Dataset records:
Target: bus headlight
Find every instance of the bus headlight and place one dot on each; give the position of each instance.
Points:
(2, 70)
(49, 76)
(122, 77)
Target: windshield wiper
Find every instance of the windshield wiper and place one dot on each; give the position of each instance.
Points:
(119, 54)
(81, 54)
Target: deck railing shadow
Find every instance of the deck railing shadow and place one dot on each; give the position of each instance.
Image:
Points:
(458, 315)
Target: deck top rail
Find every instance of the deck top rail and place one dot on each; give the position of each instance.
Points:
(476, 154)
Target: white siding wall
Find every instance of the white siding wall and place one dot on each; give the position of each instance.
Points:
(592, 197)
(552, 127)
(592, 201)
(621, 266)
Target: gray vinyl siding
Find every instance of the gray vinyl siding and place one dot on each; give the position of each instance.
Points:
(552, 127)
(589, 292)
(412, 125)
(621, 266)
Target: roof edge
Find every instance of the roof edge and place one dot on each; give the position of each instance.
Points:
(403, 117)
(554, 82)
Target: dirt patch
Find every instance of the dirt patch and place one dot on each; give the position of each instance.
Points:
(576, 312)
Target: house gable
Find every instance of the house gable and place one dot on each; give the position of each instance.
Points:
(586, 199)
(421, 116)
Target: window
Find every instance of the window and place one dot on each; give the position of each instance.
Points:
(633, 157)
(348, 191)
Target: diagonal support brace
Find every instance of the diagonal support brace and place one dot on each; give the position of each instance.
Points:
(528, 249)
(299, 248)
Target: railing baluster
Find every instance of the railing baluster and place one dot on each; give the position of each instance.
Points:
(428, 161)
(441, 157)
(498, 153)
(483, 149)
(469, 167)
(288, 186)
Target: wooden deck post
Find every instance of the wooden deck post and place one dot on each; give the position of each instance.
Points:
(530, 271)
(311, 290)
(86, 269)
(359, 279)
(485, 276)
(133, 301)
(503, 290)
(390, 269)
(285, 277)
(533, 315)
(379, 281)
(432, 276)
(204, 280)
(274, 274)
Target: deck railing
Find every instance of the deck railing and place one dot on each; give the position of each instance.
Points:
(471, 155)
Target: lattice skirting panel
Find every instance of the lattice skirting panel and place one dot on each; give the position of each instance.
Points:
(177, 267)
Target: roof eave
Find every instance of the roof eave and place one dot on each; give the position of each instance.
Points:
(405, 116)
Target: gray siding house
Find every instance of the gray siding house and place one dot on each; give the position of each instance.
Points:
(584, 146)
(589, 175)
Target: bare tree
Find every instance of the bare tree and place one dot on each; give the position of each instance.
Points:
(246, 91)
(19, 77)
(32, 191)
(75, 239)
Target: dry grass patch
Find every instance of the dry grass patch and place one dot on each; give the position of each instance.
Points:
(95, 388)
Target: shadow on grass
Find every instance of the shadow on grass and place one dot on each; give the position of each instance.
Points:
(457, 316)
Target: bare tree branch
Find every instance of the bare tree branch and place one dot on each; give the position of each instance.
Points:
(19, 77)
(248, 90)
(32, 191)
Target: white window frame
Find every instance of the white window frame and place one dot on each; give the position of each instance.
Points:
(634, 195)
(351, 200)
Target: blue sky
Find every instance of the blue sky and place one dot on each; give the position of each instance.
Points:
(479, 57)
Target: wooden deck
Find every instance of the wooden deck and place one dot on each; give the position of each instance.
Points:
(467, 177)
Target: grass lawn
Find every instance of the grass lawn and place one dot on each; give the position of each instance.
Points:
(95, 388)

* Exercise goal: Extract the complete data, matching each line exactly.

* Answer below:
Target: bus headlight
Find every instance of the bus headlight and place one dot on each; give the position of each instance.
Points:
(2, 70)
(49, 76)
(122, 77)
Target: windshield wiper
Find every instance of the windshield wiper and place one dot on each; give the position of each instance.
Points:
(119, 54)
(81, 54)
Target: deck railing shadow
Find every instance of the deck railing shadow and place one dot on each; give the position of each instance.
Image:
Points:
(458, 315)
Target: deck top rail
Find every instance of the deck top rail and place one dot on each; give the position of each instance.
Points:
(476, 154)
Target: white siding wall
Find every instance of the white siding wall and place one dot on each; give the position of each instance.
Points:
(592, 197)
(552, 127)
(592, 201)
(621, 266)
Target: gray vinyl siding
Find every instance of the gray vinyl siding and place one dot on each; give the position of each instance.
Points:
(552, 127)
(589, 292)
(412, 125)
(621, 266)
Target: roof edge
Find every instance of the roof edge and place one dot on each; give the position of each instance.
Points:
(403, 117)
(554, 82)
Target: dirt patch
Find every instance of the dirt patch and place one dot on each; give the position of each instance.
Points:
(576, 312)
Target: house gable
Find every instance of the house gable and place one dot on each; give the position of each instance.
Points:
(586, 199)
(421, 116)
Target: window
Find every instance of the window and place one dot on each; give the position of each instance.
Points:
(633, 157)
(348, 191)
Target: diagonal support brace
Find every instance of the diagonal support brace and place one dot on each; give the position of each instance.
Points:
(528, 249)
(299, 248)
Target: railing baluster
Find every instance of the railing baluster and place one dot on each; give the position of each instance.
Points:
(428, 161)
(441, 157)
(498, 153)
(483, 149)
(469, 167)
(288, 186)
Target: wooden deck post
Find every instance of the wooden deck post and place one dot on each; give the position of each instance.
Points:
(530, 271)
(311, 290)
(86, 269)
(359, 279)
(485, 276)
(133, 301)
(503, 290)
(390, 269)
(285, 277)
(533, 315)
(379, 281)
(432, 276)
(204, 280)
(274, 274)
Target: deck railing
Find every instance of the deck railing and place one dot on each; give the position of each instance.
Points:
(471, 155)
Target: lattice skirting panel
Find every instance of the lattice skirting panel and place one dot on each; give the position of each instance.
Points:
(177, 267)
Target: roof eave
Find every instance of the roof eave and place one dot on each; give the position of each instance.
Points:
(405, 116)
Target: gray siding house
Find every instance of the gray siding house and place one dot on each; give the position of each instance.
Points:
(584, 146)
(589, 175)
Target: bare tree
Find every instance of the bare tree and place one dot on each; give the position of each instance.
Points:
(246, 91)
(19, 77)
(32, 191)
(75, 239)
Target: dry grass patch
Find every instance of the dry grass patch and place one dot on each; give the position of each instance.
Points:
(95, 388)
Target: shadow on grass
Find every instance of the shadow on grass and place one dot on each; give the position of each instance.
Points:
(457, 316)
Target: bare tree branch
Find every instance of the bare tree branch and place one dot on each; give the position of each instance.
Points:
(19, 77)
(248, 90)
(32, 191)
Target: white window frame
Find every instance of the white window frame and place one dot on each; give the position of each instance.
Points:
(634, 195)
(351, 200)
Target: blue sky
Find every instance of the blue sky and place one dot on each; give the position of each instance.
Points:
(479, 57)
Target: wooden deck
Find every instance of the wooden deck and place one dot on each; give the position of each instance.
Points:
(467, 177)
Target: grass lawn
Find every instance of the grass lawn and place one dot on each; give the position of each instance.
Points:
(95, 388)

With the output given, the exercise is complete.